• **ÜBUNGSAUFGABE**:
Bitte formatiere die Datensätze, beginnend mit der Zeile, die „Mark the bliss“ enthält, und endend mit dem Ende der Datensätze, als CSV mit den zwei Spalten aufforderung und antwort. Gib dabei je Text eine Zeile mit dem Text und der zugehörigen Antwort aus, jedes Feld in Anführungszeichen und mit Leerzeichen statt Zeilenumbrüchen.
================================
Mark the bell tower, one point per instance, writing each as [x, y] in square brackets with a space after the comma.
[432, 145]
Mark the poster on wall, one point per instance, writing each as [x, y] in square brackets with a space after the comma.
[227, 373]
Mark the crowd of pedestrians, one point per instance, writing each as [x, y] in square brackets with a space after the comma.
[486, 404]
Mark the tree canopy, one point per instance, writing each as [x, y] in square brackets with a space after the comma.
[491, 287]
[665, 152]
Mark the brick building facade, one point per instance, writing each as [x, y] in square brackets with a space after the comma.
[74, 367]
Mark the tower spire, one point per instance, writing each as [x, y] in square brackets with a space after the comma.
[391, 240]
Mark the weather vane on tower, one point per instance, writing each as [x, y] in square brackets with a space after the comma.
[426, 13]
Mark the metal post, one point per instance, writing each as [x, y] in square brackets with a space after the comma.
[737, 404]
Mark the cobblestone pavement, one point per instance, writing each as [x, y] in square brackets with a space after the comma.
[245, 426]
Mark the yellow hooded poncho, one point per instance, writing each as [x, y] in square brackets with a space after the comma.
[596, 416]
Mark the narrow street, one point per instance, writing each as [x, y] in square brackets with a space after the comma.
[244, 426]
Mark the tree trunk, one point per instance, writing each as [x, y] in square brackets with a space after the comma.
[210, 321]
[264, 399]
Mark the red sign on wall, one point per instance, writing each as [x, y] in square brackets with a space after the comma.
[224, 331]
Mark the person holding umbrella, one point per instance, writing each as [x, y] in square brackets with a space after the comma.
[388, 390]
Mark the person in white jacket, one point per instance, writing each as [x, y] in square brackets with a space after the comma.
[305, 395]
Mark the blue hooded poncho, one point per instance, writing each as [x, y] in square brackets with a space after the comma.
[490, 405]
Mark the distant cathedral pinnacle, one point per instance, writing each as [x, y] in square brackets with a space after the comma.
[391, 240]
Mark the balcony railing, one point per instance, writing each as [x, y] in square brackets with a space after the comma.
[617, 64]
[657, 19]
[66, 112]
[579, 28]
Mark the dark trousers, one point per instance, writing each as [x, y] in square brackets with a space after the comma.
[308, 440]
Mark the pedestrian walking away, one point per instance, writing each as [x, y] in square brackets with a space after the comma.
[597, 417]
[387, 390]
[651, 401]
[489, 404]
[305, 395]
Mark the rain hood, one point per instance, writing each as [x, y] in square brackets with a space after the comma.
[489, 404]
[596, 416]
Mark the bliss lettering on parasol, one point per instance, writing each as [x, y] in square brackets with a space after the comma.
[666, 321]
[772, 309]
================================
• **DIE ANTWORT**:
aufforderung,antwort
"Mark the bliss lettering on parasol, one point per instance, writing each as [x, y] in square brackets with a space after the comma.","[666, 321] [772, 309]"